### GIVEN DATA
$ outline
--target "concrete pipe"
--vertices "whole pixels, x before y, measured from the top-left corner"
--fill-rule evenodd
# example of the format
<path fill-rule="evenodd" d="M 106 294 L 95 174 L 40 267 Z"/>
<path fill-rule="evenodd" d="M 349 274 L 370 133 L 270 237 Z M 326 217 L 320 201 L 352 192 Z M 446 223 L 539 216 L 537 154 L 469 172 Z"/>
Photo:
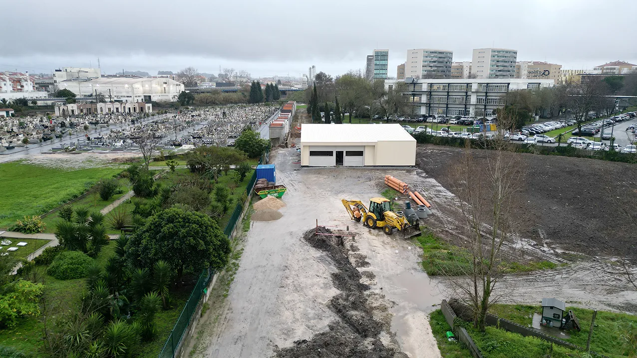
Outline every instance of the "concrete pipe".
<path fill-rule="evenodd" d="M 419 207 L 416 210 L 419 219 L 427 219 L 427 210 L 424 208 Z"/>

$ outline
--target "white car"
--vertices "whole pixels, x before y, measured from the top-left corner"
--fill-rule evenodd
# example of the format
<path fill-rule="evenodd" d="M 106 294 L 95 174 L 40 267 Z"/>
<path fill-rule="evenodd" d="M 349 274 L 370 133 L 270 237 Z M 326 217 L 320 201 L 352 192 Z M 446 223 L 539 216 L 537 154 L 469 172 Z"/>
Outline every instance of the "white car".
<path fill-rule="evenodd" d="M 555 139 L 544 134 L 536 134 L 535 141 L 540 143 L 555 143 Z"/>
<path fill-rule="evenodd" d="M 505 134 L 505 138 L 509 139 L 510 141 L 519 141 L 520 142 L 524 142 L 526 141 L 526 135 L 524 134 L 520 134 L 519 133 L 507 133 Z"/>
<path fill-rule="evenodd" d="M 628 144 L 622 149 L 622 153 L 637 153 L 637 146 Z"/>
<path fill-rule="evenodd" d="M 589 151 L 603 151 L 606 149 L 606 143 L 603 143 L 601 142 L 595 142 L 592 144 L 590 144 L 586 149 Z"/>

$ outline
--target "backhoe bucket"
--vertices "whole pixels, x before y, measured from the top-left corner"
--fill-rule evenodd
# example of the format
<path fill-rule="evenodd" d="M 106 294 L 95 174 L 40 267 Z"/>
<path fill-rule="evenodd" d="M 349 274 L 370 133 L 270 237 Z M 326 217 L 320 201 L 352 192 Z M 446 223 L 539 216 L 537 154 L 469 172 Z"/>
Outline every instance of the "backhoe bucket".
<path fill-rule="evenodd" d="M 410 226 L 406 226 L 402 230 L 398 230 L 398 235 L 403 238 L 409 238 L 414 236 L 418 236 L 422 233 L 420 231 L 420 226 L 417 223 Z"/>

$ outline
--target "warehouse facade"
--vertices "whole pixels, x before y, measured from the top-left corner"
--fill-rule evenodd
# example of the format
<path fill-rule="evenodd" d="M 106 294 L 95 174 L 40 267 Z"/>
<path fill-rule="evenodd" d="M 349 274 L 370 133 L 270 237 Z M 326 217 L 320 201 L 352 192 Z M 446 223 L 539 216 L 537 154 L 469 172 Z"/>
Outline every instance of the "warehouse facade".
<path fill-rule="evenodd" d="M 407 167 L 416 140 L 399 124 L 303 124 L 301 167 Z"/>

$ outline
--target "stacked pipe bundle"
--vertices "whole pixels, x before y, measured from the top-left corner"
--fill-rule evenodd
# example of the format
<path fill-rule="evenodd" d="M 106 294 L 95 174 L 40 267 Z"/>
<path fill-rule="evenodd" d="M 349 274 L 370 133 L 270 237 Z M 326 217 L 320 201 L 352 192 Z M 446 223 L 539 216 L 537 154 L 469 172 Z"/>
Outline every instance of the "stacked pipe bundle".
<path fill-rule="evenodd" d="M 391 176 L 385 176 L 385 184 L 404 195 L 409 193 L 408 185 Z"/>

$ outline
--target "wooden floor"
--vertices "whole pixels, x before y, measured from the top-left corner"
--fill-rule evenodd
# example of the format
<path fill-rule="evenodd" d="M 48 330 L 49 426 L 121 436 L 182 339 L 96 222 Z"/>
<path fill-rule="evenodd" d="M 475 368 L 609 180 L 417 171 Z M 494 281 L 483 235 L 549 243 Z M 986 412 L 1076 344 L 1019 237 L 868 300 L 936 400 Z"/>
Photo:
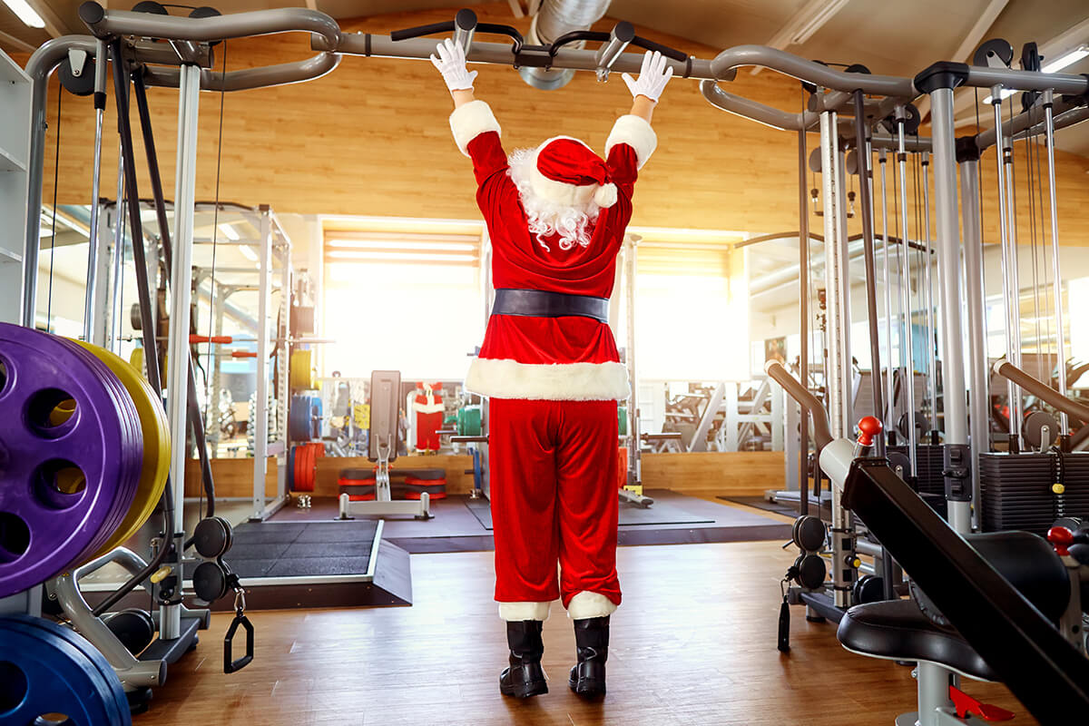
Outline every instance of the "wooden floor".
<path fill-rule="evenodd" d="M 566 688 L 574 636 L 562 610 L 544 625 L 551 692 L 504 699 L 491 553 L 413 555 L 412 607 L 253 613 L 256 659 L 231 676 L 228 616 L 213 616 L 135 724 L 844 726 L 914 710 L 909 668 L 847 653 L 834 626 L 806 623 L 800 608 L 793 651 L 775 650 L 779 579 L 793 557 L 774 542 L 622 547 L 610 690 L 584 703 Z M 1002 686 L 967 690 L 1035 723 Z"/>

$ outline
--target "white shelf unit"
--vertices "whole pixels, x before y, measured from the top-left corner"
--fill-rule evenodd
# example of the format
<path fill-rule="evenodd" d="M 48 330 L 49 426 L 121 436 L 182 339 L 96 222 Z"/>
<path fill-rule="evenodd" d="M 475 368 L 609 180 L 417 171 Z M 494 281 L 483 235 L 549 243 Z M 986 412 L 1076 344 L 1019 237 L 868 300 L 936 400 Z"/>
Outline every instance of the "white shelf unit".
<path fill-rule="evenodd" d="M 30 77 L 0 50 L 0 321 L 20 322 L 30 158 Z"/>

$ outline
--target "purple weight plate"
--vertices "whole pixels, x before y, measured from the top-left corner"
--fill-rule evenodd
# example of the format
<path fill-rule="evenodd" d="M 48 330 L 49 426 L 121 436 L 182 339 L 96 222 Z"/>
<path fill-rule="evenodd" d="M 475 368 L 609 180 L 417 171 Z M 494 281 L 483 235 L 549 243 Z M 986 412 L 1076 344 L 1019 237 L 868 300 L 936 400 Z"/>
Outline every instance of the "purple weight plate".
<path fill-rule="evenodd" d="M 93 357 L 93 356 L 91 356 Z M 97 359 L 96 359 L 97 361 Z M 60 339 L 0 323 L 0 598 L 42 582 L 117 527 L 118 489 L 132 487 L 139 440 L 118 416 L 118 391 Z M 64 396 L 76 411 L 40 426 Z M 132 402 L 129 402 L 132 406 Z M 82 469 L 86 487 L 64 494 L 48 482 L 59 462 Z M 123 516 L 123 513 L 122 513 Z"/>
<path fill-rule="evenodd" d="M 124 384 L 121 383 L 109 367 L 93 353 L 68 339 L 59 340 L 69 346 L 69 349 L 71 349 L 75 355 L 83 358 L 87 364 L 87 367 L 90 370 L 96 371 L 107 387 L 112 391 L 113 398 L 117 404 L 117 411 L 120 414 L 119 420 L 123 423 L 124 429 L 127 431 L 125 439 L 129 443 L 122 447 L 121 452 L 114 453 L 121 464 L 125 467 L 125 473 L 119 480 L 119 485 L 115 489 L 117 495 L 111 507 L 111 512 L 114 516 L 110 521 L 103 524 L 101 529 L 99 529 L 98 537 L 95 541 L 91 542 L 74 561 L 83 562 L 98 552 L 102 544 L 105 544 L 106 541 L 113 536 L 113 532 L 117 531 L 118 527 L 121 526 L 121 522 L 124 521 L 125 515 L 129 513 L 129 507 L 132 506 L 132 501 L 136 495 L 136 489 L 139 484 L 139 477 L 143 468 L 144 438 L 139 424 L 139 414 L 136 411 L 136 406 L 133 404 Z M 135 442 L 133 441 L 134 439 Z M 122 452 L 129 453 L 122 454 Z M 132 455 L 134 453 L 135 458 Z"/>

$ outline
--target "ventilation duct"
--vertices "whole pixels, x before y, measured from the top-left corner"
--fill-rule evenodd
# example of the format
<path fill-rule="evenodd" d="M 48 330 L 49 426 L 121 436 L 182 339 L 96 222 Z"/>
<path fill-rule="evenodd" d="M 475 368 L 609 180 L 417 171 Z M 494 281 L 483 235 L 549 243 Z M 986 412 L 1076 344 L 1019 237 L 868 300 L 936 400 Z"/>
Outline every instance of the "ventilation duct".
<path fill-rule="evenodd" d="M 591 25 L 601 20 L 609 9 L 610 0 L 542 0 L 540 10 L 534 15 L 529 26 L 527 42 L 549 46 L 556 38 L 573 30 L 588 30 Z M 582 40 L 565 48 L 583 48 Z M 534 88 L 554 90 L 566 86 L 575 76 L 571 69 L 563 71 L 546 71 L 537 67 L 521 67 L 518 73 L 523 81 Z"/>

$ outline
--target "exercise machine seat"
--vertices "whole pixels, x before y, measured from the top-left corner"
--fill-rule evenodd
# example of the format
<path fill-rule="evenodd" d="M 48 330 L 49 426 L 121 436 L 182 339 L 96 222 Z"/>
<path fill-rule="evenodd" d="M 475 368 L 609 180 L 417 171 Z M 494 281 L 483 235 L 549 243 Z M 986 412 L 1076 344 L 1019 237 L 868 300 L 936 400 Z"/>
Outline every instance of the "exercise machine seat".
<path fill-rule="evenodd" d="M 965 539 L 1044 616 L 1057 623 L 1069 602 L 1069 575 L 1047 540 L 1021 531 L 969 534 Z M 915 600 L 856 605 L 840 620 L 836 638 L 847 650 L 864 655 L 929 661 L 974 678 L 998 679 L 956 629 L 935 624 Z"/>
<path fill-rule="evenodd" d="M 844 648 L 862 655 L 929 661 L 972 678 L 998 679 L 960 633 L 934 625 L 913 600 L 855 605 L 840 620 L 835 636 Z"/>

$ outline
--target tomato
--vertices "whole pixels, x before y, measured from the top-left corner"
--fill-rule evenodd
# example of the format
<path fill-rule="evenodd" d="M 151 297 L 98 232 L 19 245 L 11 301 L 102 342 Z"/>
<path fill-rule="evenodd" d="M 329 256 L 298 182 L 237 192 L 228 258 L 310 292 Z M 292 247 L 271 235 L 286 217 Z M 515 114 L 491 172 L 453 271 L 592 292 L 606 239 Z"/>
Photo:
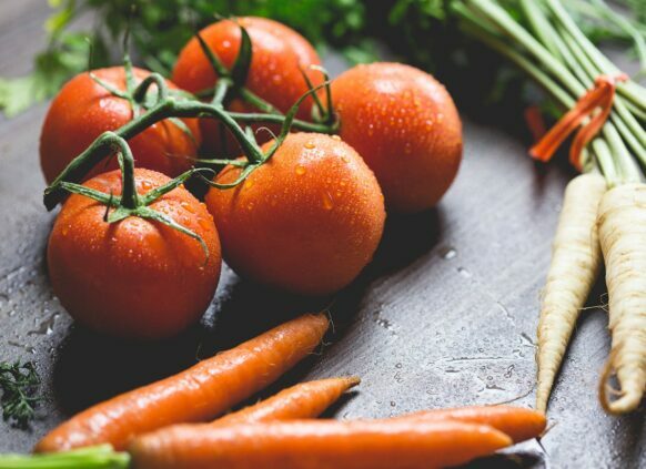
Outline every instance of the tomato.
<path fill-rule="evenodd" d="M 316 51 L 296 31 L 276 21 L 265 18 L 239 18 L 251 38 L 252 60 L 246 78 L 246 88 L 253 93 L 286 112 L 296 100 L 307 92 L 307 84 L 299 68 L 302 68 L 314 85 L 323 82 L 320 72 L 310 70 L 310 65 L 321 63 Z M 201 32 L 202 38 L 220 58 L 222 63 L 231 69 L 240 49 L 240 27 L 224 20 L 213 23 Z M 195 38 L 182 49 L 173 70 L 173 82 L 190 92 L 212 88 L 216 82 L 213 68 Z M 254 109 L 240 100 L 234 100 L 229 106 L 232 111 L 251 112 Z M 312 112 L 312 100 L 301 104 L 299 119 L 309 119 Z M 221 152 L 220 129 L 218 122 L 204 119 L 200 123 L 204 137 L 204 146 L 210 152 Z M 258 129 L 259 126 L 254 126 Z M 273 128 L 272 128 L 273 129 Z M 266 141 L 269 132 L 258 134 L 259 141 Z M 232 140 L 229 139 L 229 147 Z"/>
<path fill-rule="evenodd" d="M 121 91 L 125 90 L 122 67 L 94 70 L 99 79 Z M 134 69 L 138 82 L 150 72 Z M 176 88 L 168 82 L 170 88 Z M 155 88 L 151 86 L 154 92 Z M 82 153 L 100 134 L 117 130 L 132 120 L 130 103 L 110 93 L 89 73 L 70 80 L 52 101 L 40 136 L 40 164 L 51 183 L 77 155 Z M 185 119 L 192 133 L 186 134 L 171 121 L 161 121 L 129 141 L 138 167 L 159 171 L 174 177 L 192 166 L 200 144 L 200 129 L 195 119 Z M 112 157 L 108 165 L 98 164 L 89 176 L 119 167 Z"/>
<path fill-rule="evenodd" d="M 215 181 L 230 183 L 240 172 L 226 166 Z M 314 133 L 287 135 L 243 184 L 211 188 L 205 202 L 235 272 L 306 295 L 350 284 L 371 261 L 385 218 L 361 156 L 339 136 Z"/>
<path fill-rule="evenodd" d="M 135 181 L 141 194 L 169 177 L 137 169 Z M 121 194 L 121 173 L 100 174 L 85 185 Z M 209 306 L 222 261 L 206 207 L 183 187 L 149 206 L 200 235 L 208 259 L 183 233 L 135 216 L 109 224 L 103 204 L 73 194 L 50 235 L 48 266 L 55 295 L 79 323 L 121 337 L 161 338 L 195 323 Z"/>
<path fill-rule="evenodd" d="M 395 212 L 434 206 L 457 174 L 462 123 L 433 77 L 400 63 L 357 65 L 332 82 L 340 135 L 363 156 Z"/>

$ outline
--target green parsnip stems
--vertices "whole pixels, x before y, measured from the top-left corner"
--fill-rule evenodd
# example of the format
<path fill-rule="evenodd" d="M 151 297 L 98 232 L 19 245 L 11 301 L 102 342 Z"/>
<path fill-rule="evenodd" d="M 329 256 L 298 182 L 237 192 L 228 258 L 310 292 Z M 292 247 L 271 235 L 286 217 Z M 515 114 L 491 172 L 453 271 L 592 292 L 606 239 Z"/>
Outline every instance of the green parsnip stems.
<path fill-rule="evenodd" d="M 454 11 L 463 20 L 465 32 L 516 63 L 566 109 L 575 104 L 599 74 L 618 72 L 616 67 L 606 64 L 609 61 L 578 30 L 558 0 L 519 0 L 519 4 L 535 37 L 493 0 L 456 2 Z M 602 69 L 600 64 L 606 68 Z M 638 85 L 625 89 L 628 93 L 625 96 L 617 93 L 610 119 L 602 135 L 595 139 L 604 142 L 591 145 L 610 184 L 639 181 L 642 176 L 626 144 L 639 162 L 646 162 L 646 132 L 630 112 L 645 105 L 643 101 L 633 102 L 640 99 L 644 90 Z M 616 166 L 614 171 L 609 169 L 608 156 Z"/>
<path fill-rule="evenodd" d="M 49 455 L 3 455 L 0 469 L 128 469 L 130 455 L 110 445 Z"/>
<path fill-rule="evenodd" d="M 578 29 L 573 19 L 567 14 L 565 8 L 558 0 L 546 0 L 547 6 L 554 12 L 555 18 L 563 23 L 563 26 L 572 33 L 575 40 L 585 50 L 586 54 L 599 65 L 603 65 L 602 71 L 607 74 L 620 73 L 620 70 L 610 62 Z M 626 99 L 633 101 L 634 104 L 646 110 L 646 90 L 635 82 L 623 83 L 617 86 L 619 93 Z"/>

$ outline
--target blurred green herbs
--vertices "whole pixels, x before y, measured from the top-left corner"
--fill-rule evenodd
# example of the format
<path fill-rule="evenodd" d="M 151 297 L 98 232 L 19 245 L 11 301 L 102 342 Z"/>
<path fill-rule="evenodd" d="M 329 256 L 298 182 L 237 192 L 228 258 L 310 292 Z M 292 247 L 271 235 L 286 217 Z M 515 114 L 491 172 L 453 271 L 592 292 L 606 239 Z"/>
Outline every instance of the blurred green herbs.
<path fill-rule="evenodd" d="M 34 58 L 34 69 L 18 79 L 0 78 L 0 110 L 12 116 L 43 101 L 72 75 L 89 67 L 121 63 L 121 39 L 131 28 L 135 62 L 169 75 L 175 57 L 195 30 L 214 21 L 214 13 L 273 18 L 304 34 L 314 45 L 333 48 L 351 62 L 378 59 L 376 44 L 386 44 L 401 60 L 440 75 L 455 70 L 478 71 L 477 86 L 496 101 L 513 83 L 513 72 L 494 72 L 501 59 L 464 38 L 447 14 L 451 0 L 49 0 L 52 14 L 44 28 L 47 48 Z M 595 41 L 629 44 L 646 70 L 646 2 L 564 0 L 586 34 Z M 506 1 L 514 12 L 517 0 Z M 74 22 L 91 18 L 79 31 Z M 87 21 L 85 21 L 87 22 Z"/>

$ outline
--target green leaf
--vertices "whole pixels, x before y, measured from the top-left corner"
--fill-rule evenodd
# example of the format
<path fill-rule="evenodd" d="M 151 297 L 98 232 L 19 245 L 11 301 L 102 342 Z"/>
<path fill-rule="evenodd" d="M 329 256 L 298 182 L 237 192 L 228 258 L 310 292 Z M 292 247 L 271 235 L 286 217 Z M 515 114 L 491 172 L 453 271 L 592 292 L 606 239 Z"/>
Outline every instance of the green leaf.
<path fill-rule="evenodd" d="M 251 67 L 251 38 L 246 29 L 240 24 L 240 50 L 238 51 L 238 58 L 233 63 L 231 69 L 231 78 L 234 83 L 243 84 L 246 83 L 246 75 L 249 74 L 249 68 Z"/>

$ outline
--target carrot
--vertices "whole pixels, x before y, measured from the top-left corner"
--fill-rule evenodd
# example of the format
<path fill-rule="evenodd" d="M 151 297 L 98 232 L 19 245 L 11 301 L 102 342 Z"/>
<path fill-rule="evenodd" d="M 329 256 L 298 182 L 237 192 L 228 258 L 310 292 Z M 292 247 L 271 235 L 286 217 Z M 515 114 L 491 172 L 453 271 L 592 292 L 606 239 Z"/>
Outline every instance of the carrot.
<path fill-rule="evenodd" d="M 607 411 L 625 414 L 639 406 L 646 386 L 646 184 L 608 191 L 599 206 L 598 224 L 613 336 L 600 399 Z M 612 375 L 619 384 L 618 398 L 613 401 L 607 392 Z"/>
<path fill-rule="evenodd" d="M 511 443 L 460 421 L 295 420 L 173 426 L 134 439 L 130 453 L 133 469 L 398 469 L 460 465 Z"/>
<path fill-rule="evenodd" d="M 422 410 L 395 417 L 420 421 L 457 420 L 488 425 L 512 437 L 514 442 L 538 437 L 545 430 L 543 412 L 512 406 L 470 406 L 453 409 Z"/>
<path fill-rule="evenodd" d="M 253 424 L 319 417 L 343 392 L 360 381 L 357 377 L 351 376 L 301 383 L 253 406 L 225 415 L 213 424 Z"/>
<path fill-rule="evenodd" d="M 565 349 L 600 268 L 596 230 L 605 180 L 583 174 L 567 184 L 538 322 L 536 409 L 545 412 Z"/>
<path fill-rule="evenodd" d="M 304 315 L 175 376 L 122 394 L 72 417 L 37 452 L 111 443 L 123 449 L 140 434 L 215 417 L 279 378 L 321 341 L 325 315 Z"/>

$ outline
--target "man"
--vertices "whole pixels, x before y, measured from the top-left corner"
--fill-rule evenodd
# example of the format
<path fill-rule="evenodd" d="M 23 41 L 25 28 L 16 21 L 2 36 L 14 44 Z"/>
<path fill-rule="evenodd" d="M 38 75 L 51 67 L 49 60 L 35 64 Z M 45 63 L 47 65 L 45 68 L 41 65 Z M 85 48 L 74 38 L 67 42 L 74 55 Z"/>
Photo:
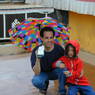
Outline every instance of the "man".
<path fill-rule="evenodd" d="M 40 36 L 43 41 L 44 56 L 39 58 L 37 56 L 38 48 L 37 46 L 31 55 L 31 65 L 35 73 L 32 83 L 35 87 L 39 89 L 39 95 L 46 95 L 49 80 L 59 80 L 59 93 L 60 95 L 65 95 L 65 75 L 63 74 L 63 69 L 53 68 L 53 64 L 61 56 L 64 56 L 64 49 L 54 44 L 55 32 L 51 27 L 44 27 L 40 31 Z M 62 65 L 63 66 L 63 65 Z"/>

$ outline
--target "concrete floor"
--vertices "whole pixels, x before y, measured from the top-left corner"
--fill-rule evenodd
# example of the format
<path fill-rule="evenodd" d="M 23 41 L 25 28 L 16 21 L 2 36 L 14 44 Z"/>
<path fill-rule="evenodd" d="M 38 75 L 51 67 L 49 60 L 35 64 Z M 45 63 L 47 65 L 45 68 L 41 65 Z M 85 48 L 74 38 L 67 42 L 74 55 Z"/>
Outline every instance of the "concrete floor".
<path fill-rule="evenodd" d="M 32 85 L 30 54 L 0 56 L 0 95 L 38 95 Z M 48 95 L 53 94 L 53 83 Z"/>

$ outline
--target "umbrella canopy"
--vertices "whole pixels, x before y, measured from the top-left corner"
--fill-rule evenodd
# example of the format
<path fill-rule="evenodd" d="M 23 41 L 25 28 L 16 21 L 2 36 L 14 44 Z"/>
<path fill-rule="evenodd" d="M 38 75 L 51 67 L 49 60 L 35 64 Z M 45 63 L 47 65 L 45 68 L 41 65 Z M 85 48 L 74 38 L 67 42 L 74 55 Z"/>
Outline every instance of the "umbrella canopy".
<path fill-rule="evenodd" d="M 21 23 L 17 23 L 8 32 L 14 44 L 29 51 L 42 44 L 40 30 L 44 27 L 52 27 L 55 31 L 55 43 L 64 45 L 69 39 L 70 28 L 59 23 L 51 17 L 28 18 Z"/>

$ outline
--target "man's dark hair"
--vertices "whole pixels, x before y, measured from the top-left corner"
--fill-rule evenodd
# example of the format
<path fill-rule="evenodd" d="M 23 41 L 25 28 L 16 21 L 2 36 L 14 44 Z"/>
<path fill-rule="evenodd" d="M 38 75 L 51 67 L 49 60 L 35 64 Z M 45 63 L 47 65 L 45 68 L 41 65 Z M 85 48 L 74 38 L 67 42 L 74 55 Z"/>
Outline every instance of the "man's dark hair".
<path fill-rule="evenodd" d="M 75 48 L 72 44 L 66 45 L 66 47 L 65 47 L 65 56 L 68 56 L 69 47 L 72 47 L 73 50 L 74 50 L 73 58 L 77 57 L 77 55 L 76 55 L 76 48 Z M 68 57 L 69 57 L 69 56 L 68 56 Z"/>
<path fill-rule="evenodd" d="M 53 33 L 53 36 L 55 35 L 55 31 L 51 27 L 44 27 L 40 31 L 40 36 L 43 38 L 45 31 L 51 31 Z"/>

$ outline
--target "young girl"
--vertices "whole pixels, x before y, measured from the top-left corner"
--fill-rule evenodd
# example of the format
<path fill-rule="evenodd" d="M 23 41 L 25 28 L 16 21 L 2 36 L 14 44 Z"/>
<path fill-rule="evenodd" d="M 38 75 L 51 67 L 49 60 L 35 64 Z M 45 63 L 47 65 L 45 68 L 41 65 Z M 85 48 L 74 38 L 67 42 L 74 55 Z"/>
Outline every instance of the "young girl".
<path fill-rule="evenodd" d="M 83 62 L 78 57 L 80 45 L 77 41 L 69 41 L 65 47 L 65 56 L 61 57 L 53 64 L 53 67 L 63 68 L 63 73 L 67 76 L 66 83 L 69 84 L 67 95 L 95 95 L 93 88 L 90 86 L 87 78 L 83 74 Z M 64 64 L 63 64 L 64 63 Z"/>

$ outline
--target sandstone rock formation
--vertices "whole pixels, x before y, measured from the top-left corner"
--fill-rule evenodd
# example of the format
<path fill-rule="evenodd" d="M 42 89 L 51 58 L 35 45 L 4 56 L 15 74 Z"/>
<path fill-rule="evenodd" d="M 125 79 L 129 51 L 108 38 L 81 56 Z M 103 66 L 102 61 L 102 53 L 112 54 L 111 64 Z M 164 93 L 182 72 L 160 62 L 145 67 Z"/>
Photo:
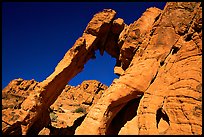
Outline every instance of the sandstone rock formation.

### YOUR GOAL
Reproduce verbatim the stretch from the start of the items through the line containing "419 207 L 416", both ends included, and omit the pictures from your copy.

### IN RESPONSE
$ outline
--target "concrete pipe"
--vertices "whole pixels, x before y, measured from the top-left corner"
--fill-rule evenodd
# example of the format
<path fill-rule="evenodd" d="M 106 294 L 95 174 L 40 267 Z"/>
<path fill-rule="evenodd" d="M 349 274 L 370 133 L 270 237 Z M 326 217 L 320 201 L 352 192 Z M 446 223 L 539 216 L 537 154 L 469 172 Z"/>
Photo:
Outline every instance of the "concrete pipe".
<path fill-rule="evenodd" d="M 419 207 L 416 210 L 419 219 L 427 219 L 427 210 L 424 208 Z"/>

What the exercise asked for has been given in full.